- FONTE:
■ ■ ■ ■ ■ ■ ■

Encontrei o Miguel Gaspar há algumas semanas. Seguia com o seu ar sereno de sempre. O mesmo ar sereno que me deu confiança para, estagiária, não deixar de lhe fazer perguntas simples durante os dois meses em que me sentei perto de si no Público.
Lembro-me de um pormenor. A propósito de um qualquer artigo que eu estava a preparar, explicou-me que, no jazz, o improviso faz-se sobre escalas, bases a partir das quais construir. Explicou-mo de forma muito mais eloquente do que poderei alguma vez reproduzir. E é só um pormenor. Mas ouvi aquela explicação em admiração por uma pessoa tão culta e despretensiosa, capaz de tirar cinco minutos do seu dia ocupado para falar com a estagiária.
Uso as palavras do João Miguel Tavares. Porque também eu já fui uma estagiária da Nova, verdinha, a olhar para o Miguel Gaspar do outro lado da secretária com olhos cheios de admiração e esperança.
Quando não sabíamos, perguntávamos ao Miguel Gaspar. Suponho que seja esse o melhor elogio que lhe possamos fazer.
Quando entrei para o DN em 1998, acabado de sair da faculdade, o Miguel Gaspar era a referência dos estagiários, que, como se sabe, é uma espécie não particularmente considerada nas redacções. E era uma referência por uma razão muito simples: ele reunia em si um conjunto de qualidades que mais ninguém tinha à sua volta.

■ ■ ■ ■ ■ ■ ■

- Registos de um conjunto de dados:

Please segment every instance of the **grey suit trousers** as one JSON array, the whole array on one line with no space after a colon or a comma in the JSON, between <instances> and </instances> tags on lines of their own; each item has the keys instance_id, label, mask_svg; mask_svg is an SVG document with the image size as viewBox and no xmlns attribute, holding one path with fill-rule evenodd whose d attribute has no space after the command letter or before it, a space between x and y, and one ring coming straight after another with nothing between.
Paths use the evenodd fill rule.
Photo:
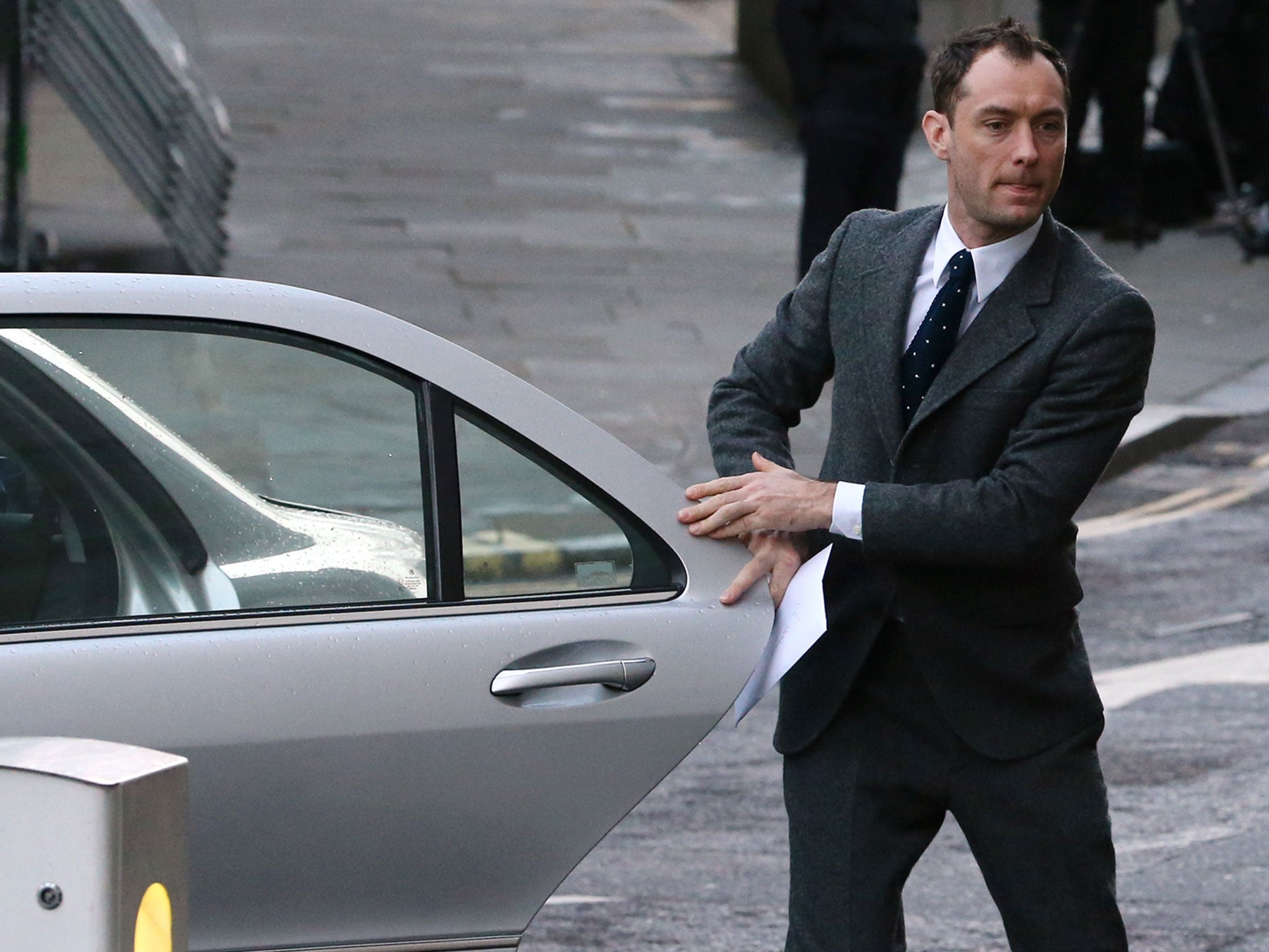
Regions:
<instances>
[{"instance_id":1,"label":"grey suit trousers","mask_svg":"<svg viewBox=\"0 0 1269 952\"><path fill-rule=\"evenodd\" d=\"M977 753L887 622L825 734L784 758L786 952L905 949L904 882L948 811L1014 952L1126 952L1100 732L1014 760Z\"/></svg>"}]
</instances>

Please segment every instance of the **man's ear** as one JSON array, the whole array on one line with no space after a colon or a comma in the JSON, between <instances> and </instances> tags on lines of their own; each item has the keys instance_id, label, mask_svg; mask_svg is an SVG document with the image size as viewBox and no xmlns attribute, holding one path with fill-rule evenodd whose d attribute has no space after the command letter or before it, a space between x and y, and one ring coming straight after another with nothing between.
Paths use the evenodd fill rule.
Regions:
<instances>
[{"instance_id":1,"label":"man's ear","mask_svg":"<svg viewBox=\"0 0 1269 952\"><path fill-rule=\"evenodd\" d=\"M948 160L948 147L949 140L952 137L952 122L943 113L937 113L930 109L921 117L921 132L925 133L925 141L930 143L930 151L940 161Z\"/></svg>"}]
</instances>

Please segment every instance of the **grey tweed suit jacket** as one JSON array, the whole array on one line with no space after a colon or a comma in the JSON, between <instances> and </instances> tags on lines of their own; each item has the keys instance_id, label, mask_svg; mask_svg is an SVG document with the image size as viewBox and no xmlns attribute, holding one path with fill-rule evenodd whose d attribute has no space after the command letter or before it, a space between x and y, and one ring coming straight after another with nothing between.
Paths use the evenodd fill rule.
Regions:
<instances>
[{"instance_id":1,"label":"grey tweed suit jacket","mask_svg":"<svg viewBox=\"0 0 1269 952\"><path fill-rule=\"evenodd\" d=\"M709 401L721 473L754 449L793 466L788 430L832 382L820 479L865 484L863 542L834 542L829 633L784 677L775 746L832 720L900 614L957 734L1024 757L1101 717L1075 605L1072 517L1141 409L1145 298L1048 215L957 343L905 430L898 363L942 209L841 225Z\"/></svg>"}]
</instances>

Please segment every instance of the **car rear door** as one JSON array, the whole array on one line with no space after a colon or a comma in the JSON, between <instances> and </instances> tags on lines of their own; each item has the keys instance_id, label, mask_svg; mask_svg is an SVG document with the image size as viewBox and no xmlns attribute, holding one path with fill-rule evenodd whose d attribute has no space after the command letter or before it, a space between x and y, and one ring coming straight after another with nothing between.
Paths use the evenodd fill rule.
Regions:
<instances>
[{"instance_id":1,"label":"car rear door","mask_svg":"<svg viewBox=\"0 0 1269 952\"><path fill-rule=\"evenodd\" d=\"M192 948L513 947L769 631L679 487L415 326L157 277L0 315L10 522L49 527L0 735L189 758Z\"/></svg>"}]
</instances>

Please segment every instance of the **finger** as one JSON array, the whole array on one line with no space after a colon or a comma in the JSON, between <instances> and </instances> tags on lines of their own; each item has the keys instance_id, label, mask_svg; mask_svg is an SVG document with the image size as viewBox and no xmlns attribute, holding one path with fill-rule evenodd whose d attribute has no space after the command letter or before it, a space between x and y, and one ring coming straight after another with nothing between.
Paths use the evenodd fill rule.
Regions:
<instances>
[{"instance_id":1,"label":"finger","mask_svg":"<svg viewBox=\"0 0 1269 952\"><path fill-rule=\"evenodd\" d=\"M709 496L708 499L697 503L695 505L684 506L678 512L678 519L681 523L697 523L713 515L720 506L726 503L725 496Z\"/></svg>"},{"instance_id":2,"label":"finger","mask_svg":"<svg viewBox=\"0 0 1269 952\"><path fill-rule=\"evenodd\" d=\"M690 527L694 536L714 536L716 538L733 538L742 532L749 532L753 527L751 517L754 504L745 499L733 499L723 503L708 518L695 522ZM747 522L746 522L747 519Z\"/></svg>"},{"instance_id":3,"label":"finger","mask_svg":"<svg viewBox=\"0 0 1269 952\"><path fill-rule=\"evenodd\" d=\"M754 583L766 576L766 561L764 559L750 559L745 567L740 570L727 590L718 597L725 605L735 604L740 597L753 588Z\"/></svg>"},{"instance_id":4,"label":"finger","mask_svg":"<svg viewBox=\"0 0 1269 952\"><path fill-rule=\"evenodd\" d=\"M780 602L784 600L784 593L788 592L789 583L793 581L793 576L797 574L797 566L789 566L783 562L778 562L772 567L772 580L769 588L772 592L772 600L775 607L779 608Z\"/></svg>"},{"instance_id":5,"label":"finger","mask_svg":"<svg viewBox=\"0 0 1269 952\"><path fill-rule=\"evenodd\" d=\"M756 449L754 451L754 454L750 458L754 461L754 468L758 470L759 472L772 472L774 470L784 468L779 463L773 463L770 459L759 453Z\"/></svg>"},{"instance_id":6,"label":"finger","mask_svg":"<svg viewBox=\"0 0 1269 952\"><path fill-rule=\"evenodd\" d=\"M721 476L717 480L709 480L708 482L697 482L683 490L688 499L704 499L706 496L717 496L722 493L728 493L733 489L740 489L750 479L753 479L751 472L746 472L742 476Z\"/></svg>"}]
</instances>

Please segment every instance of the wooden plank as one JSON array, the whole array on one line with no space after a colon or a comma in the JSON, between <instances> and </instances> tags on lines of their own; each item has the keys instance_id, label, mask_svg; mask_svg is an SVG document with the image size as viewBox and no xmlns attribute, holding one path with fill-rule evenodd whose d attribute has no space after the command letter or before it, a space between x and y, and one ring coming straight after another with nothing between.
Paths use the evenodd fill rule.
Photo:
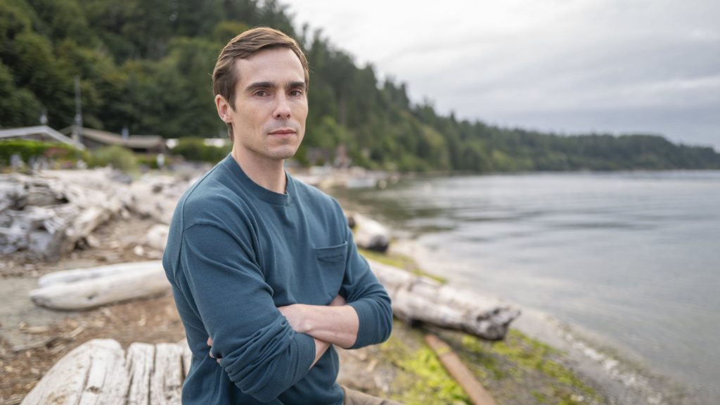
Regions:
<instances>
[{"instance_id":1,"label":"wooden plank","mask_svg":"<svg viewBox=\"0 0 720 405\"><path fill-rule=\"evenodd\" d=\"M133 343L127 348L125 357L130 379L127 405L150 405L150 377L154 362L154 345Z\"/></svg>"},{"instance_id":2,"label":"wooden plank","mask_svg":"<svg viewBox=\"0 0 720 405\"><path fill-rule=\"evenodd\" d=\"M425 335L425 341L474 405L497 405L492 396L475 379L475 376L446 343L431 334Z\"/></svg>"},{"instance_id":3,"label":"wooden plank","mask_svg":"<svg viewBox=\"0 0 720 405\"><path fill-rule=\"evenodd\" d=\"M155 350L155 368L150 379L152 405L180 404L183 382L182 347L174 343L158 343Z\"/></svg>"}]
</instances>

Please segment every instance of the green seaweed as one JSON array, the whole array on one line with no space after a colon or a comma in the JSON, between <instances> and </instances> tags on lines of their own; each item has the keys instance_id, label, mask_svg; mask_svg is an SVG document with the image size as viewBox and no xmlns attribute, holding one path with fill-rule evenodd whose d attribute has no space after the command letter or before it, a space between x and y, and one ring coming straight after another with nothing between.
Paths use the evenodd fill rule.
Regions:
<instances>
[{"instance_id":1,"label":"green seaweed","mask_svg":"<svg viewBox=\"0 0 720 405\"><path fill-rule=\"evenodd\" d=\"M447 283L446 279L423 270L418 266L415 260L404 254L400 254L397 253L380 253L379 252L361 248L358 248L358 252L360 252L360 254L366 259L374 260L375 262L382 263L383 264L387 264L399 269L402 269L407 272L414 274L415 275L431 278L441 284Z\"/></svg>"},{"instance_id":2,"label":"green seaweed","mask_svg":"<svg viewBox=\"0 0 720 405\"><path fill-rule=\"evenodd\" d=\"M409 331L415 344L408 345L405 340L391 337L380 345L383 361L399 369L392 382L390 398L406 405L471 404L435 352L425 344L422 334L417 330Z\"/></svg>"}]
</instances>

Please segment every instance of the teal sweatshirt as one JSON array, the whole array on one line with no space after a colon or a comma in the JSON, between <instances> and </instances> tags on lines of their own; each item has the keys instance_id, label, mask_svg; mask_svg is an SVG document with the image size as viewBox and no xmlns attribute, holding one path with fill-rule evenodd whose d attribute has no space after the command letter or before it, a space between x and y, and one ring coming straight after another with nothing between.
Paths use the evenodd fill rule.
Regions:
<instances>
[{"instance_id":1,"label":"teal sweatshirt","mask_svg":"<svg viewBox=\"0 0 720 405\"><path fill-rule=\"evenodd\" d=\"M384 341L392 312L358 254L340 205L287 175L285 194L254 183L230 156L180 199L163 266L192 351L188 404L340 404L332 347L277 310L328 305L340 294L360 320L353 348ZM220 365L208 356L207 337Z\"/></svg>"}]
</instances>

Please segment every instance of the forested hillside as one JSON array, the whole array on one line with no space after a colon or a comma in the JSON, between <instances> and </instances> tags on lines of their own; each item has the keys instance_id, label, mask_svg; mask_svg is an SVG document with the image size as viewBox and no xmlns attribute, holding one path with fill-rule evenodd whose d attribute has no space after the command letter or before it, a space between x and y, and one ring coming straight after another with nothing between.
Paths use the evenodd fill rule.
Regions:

■ ■ ■ ■ ■ ■ ■

Segundo o texto sobre Miguel Gaspar, sobre que base se faz o improviso no jazz? Os registos não têm qualquer relação com o texto.

- RESPOSTA AO EXERCÍCIO: O improviso no jazz faz-se sobre escalas, bases a partir das quais se constrói.